• [Source data]:
[Start]

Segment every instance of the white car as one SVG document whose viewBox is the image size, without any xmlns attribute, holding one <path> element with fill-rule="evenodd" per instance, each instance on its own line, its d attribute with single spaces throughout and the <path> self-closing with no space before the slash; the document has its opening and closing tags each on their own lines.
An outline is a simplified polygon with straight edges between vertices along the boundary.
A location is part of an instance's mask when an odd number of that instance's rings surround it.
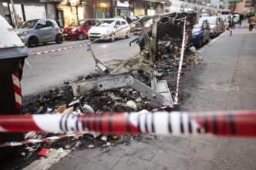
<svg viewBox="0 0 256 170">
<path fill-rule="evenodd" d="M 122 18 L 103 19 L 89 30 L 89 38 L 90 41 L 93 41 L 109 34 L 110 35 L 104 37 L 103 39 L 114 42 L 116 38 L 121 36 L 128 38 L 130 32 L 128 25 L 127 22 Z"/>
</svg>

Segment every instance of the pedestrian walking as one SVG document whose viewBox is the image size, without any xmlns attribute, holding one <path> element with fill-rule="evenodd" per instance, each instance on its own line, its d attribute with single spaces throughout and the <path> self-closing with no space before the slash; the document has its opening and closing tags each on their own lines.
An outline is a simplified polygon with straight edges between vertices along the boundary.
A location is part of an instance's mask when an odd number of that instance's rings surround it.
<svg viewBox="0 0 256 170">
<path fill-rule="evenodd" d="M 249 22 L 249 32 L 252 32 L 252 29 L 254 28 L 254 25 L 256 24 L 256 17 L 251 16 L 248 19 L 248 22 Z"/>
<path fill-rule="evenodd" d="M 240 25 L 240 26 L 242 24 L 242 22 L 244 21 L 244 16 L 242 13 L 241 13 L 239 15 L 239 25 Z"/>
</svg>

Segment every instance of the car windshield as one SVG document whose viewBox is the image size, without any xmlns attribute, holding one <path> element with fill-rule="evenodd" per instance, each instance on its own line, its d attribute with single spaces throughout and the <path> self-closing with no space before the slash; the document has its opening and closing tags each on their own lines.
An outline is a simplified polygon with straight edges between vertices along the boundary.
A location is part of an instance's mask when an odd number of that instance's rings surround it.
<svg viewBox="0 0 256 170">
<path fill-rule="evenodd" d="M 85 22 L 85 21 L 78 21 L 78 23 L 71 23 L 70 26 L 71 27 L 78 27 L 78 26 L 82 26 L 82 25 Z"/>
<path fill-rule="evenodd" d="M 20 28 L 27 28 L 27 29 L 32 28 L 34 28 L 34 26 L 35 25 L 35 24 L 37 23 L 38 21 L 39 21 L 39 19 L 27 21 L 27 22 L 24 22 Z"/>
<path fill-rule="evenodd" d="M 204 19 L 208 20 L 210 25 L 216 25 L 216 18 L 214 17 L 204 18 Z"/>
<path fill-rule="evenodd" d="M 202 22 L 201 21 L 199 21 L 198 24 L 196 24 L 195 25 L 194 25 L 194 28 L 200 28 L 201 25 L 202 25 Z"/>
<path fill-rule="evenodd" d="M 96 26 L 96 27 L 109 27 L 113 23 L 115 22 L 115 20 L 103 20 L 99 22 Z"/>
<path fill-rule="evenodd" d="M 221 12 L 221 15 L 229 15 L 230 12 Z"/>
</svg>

[End]
[Start]

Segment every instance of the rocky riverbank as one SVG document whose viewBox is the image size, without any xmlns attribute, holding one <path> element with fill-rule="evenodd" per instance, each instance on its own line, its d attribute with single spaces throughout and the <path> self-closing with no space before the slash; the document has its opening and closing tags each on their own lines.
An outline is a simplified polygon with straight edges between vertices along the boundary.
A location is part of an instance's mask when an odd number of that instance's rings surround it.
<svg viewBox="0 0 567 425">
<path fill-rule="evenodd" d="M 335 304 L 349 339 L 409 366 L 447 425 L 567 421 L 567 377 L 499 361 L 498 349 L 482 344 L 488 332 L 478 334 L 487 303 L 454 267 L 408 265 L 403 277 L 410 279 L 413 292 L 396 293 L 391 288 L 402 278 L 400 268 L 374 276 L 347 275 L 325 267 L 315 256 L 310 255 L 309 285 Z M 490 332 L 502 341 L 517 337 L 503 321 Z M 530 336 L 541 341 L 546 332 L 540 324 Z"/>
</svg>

[End]

• [Task to carry out]:
Please rewrite the part that opens with the line containing "Segment every instance of the car" and closes with the line containing "20 28 L 27 28", substituting "windscreen" for "windshield" and leaving everything else unchanged.

• [Expected answer]:
Segment every instance of the car windscreen as one SVG document whose viewBox is the image size, without any xmlns attribute, holding one <path> element with fill-rule="evenodd" per instance, each instance on its own line, its d attribute with single spaces throughout and the <path> self-closing with no space before the slash; the document has its opening and closing tags each on their own lines.
An outline is a simplified polygon with straight edges between vertices along the boundary.
A location is part of an instance's mask when an odd number of that instance's rings surround it.
<svg viewBox="0 0 256 170">
<path fill-rule="evenodd" d="M 85 22 L 85 21 L 78 21 L 78 23 L 71 23 L 70 26 L 71 27 L 78 27 L 78 26 L 82 26 L 82 25 Z"/>
<path fill-rule="evenodd" d="M 20 28 L 27 28 L 27 29 L 32 28 L 34 28 L 34 26 L 35 25 L 35 24 L 37 23 L 38 21 L 39 21 L 39 19 L 27 21 L 27 22 L 24 22 Z"/>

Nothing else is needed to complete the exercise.